Start of Provided text

Space Systems Engineering

Learning Outcomes

Knowledge and Understanding

Having successfully completed this module, you will be able to demonstrate knowledge and understanding of:

• An understanding of what space systems engineering is and what the main types of spacecraft are in terms of their functionality.
• An understanding of the basics of orbital mechanics.
• An understanding of the environment that a spacecraft has to operate in and some basic knowledge of how this environment can affect the spacecraft in terms of operation and reliability.
• A basic understanding of the most important spacecraft subsystems and how these interact with each other.

Spacecraft Systems Engineering (2 lectures)

• Spacecraft systems engineering
• Anatomy of a spacecraft
• Different types of spacecraft with examples

Space Environment and its Effects on Spacecraft Design (4 lectures)

• Launch environment.
• Solar influence on space environments
• High energy radiation environments
• Low energy plasma environment
• Space Particulate environment(man-made space debris)

End of Provided text
Start of Data provided

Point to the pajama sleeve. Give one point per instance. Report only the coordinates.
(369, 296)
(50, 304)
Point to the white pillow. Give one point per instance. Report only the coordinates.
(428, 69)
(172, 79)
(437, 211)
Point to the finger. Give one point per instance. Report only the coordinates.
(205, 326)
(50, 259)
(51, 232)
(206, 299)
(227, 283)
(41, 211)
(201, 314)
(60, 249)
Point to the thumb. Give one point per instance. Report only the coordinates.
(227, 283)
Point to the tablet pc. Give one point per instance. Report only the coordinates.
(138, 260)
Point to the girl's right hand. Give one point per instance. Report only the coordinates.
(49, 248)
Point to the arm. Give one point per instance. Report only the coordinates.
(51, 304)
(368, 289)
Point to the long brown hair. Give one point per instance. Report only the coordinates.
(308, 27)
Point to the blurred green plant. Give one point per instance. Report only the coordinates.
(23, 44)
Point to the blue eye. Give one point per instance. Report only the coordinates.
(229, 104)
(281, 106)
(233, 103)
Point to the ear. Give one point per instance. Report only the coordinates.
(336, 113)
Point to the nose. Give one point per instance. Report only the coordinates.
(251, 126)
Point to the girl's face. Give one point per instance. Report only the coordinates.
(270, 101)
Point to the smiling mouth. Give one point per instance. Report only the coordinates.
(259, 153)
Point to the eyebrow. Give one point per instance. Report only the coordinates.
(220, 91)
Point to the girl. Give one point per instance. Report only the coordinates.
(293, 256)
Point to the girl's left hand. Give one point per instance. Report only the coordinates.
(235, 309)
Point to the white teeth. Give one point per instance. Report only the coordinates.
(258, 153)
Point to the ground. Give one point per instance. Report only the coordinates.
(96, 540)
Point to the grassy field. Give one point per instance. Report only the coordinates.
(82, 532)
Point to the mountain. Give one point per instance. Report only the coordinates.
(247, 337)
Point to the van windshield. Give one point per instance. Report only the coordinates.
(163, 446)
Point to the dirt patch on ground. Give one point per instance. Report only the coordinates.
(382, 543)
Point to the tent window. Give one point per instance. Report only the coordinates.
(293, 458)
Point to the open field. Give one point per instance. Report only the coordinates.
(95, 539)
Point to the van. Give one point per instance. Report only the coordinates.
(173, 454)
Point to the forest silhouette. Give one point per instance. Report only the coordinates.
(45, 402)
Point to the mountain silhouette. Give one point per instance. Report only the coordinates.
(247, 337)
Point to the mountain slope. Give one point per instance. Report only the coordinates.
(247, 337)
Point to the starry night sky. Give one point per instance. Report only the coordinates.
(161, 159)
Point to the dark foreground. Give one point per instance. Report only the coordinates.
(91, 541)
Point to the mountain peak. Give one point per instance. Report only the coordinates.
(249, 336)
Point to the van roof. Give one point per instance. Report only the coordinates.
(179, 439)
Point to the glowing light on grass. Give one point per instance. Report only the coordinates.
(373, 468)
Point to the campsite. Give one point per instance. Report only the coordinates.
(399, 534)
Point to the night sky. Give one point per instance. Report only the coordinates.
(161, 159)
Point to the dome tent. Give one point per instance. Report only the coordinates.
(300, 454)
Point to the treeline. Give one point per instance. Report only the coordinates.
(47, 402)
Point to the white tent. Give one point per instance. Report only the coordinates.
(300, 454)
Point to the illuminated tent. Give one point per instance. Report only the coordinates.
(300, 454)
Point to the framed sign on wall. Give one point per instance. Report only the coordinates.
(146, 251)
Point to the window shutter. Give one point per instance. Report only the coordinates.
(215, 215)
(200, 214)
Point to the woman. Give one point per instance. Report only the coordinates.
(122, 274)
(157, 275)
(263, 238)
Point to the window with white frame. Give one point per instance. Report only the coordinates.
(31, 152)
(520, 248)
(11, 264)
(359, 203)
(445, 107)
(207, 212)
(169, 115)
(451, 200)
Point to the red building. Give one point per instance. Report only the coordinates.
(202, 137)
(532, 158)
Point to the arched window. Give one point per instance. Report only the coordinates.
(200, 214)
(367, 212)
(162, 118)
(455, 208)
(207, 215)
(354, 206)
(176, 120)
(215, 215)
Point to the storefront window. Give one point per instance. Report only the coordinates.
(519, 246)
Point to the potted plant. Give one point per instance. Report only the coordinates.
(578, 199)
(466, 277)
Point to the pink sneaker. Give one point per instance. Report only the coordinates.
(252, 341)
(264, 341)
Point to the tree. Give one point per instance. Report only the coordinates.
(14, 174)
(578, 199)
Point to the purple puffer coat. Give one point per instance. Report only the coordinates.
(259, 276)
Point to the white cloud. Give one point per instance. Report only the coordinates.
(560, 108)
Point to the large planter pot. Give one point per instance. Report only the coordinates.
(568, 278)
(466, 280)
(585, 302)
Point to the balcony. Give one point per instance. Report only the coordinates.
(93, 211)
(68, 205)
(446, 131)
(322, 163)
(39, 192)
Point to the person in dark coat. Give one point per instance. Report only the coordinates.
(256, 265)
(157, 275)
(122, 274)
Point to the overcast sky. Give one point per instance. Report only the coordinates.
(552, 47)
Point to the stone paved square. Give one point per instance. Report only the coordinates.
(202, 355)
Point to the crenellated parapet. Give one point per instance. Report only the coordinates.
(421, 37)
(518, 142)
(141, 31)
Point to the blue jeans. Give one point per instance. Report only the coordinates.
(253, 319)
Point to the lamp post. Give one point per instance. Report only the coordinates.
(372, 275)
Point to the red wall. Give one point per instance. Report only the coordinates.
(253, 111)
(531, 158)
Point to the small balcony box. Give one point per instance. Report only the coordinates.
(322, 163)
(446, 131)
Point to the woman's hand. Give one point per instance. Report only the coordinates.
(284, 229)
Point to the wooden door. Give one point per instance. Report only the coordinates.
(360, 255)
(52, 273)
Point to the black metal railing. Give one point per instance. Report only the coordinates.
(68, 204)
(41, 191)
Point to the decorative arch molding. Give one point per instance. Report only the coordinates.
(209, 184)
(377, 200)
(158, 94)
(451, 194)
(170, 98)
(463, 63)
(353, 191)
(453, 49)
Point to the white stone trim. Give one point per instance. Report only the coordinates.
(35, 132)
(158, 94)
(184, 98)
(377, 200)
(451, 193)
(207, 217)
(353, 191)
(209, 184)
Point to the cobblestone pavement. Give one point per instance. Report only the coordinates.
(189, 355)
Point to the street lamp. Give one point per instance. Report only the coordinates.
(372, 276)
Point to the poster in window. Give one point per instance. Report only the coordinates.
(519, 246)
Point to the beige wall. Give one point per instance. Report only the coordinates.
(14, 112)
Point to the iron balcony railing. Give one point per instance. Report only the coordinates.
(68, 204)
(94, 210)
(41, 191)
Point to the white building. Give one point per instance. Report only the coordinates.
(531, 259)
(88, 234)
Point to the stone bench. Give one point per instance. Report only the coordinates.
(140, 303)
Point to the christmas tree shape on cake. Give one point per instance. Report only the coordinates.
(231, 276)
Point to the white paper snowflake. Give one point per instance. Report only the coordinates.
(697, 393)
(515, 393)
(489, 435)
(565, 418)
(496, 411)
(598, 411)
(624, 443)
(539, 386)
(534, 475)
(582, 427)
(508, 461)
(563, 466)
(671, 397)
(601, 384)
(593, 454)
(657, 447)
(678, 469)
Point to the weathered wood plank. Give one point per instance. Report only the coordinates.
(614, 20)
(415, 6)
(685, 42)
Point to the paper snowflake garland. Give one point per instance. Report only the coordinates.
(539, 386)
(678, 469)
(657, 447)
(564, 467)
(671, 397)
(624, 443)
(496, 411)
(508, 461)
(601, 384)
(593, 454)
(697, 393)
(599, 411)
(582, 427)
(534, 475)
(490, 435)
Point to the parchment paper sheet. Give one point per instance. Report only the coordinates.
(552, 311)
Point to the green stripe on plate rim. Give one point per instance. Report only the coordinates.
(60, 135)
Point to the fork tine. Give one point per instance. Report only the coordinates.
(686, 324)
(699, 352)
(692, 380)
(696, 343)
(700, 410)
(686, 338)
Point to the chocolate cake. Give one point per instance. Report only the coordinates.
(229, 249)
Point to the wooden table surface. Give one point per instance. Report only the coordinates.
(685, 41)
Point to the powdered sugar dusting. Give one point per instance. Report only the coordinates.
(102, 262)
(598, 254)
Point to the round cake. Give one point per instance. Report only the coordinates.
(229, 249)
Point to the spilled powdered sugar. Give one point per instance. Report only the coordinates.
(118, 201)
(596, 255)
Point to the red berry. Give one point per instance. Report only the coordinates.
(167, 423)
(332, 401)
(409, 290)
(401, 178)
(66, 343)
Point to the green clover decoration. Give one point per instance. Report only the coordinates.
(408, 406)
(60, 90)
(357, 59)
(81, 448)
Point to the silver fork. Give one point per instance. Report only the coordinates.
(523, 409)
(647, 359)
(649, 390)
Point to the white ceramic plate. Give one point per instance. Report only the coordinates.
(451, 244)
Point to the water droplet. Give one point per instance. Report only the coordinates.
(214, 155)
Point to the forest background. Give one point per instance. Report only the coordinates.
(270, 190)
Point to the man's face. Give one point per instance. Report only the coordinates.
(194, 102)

End of Data provided

» **Things to do**:
1 > Reproduce the module outline between "Space Environment and" and "environment(man-made space debris)", inclusive.
2 > Answer these questions from the module outline:
(a) How many lectures are given to "Spacecraft Systems Engineering"?
(b) Which environment is described in parentheses as "man-made space debris"?
(c) Which subject's basics does the second learning outcome cover?
The entries have nothing to do with the module outline.

» **Solutions in order**:
1 >
Space Environment and its Effects on Spacecraft Design (4 lectures)

• Launch environment.
• Solar influence on space environments
• High energy radiation environments
• Low energy plasma environment
• Space Particulate environment(man-made space debris)

2 >
(a) 2 lectures
(b) The space particulate environment
(c) Orbital mechanics